Records from a data source

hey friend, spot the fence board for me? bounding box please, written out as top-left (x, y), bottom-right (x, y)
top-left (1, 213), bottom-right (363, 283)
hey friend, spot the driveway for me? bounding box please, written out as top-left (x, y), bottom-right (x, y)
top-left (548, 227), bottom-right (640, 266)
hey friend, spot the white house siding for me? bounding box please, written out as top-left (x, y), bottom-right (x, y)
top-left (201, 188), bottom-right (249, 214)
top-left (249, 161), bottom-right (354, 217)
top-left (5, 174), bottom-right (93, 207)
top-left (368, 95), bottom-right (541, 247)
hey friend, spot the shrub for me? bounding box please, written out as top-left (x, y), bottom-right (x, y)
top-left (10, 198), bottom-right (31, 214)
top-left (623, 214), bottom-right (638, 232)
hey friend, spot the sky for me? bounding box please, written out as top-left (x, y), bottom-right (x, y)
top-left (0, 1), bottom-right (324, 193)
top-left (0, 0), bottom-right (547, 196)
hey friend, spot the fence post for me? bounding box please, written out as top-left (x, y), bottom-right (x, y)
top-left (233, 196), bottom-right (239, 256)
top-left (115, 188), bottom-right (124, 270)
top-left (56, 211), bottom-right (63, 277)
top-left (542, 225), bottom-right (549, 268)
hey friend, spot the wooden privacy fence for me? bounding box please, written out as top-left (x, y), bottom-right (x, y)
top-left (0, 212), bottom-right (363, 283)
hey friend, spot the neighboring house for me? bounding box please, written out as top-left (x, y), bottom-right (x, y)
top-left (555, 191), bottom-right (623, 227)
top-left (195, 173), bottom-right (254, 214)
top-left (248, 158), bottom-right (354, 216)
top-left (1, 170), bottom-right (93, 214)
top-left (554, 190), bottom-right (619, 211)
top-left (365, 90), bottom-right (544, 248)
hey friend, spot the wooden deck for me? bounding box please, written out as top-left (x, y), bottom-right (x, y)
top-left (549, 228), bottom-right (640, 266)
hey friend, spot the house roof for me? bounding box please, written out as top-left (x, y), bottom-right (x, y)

WORK ITEM: What you return should match the entries above exactly.

SOLUTION FOR THIS EXERCISE:
hey friend, spot the fence board for me? bounding box please, written out as top-left (x, y), bottom-right (x, y)
top-left (1, 213), bottom-right (363, 283)
hey friend, spot the driveway for me? bounding box please, written out as top-left (x, y), bottom-right (x, y)
top-left (548, 227), bottom-right (640, 266)
hey friend, spot the white house siding for me? bounding box please, written out as top-left (x, y), bottom-right (x, y)
top-left (201, 188), bottom-right (249, 214)
top-left (249, 161), bottom-right (354, 217)
top-left (5, 174), bottom-right (93, 207)
top-left (368, 95), bottom-right (541, 247)
hey friend, spot the shrub for me? bounding box please, written out as top-left (x, y), bottom-right (x, y)
top-left (10, 198), bottom-right (31, 214)
top-left (623, 214), bottom-right (638, 232)
hey friend, spot the sky for me? bounding box please, written out as top-left (x, y), bottom-right (x, y)
top-left (0, 1), bottom-right (324, 193)
top-left (0, 0), bottom-right (547, 196)
hey friend, spot the fence post for me? bounding box please, written out as top-left (x, y), bottom-right (x, y)
top-left (233, 196), bottom-right (239, 256)
top-left (115, 188), bottom-right (124, 270)
top-left (56, 211), bottom-right (63, 277)
top-left (542, 225), bottom-right (549, 268)
hey friend, spot the wooden privacy fence for me? bounding box please, written out as top-left (x, y), bottom-right (x, y)
top-left (0, 212), bottom-right (363, 283)
hey friend, spot the neighboring house for me? bounding box please, written out as top-left (x, y), bottom-right (x, y)
top-left (555, 191), bottom-right (623, 227)
top-left (195, 173), bottom-right (254, 214)
top-left (248, 158), bottom-right (354, 216)
top-left (1, 170), bottom-right (93, 214)
top-left (554, 190), bottom-right (619, 211)
top-left (365, 90), bottom-right (544, 248)
hey friend, spot the wooden deck for me? bounding box please, written out as top-left (x, y), bottom-right (x, y)
top-left (549, 228), bottom-right (640, 266)
hey friend, spot the house roof for me? bounding box please, written out as top-left (x, y), bottom-right (x, y)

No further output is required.